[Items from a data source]
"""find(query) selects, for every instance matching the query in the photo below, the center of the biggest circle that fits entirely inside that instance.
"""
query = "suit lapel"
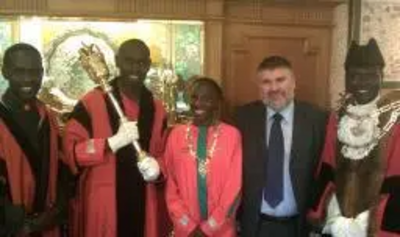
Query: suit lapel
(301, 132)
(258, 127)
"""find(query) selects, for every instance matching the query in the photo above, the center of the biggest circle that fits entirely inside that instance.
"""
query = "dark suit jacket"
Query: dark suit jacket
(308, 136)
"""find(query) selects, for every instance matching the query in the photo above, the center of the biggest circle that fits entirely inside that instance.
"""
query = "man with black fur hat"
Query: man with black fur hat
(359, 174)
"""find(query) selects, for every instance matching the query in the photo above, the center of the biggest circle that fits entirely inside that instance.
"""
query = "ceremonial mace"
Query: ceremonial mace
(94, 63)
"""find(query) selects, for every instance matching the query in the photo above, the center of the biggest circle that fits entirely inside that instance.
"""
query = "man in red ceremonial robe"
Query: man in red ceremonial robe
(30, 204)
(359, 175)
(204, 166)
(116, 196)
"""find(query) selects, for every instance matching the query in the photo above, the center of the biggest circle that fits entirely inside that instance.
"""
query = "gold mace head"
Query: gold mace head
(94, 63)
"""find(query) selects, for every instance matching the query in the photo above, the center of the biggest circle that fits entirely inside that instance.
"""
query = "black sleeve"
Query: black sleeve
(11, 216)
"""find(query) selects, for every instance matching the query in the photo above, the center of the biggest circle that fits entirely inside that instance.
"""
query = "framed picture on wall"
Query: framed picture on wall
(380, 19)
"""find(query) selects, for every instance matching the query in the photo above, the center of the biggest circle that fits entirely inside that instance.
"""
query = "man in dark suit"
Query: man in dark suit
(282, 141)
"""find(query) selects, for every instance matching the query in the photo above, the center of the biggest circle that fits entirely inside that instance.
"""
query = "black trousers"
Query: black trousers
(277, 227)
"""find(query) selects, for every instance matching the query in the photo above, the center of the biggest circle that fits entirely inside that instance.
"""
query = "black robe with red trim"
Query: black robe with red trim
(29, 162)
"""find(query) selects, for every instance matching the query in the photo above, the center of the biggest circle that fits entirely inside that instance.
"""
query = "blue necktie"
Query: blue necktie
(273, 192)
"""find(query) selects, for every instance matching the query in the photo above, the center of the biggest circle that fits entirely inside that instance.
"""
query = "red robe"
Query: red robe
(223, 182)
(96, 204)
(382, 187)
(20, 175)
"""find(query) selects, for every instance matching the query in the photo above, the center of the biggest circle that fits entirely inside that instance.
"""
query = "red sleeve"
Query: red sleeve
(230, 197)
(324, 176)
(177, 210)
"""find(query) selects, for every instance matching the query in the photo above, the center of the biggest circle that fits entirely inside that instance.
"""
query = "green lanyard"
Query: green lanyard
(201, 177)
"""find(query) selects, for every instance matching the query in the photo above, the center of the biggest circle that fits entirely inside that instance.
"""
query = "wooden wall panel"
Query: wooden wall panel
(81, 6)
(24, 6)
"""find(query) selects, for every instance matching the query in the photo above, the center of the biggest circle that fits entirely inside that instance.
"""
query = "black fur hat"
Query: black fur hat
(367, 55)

Requirement:
Restate the data above word for word. Do not include the images.

Task solution:
"""find(query) selects, for every instance matching the query in the photo below, the center of the biggest circle that fits entirely inside that instance.
"""
query = "suit lapel"
Query: suit lapel
(301, 132)
(258, 127)
"""find(query) selects, for every instance matching the query in the photo above, the center of the biggest circle that fits entirely inside that instance.
"""
query = "dark suit jacket"
Query: dark suit jacket
(308, 136)
"""find(query) selects, for every instance matching the query in the photo above, the center of the biggest circle that fits entirely inside that instance.
"""
query = "man with black fur hat"
Query: man with black fur hat
(359, 174)
"""find(query) selects, for every instance matching the query in the photo above, the center of the biggest circle that fits entirely inside that instance.
"""
query = "ceremonial mace"
Query: ceremonial mace
(94, 63)
"""find(query) selects, for every instance matching the query in the photo above, the center of the biggest circle that fits entirely inside that instance.
"""
query = "man in red ceremonial robe"
Query: man in red ceremonial robe
(30, 204)
(359, 175)
(204, 166)
(116, 196)
"""find(query) selects, for every instance matching the query in the photo above, the center of the biggest circle that fits entirely inside that instance.
"""
query = "gold mace head"
Query: gold mace head
(94, 63)
"""find(query) selects, for every instance matching the query in the photo above, the center of the biggest circle that fits entirely inside that instance.
"""
query = "black sleeve"
Query: black sleeve
(11, 216)
"""find(query) selects, for every instance matching the query in the photo above, the center of the biggest circle that fits entirely inside that instance.
"""
query = "framed picture on wall"
Query: framed picture on wall
(380, 19)
"""find(query) selects, for every instance matching the query in the photo above, the center of the biggest circle that fits entirely inside that instance.
"""
query = "man in dark suit"
Query: man in dark suit
(282, 141)
"""find(query) selects, for every instance matching the query in the photo above, the center of the biggest circle that fits entirely inside that instance.
"""
query = "black trousers"
Query: black trousers
(277, 227)
"""find(query) selects, for every instance matching the query in the photo above, the center of the biggest circle that fits entirely inside that instance.
"""
query = "black robe with red trim"
Query: black robe with red trim
(29, 162)
"""find(query) selects, for every instance matching the query in the photo above, the center of the biggest circle that fits entirely inside that instance.
"""
query = "blue necktie"
Query: blue necktie
(273, 192)
"""find(query) selects, for every instance matching the query in the photo above, the center of the biggest circle that fits entirely inside that instance.
"""
query = "red robe"
Query: red robe
(223, 182)
(96, 204)
(382, 187)
(20, 175)
"""find(query) selects, for every instance matching the query in the photo above, the center of the biggest circle that fits entirely inside that instance.
"""
query = "red sleeve"
Query: red sleeve
(230, 197)
(324, 176)
(177, 210)
"""find(query) selects, for every instance matching the query in the photo above, the center of the biggest circle that fits entirely inside that instance.
"""
query = "green lanyard"
Query: green lanyard
(201, 177)
"""find(query) selects, for every instance matching the query in the photo above, the center of the biggest circle that fits entirely inside that instance.
"""
query = "wooden wall panel"
Query: wooden wall panel
(81, 6)
(24, 6)
"""find(query) selects, for every instance matching the query in the photo above, the center of the biggest circle that fits entirely inside that instance.
"""
query = "black fur hat"
Query: black fur hat
(367, 55)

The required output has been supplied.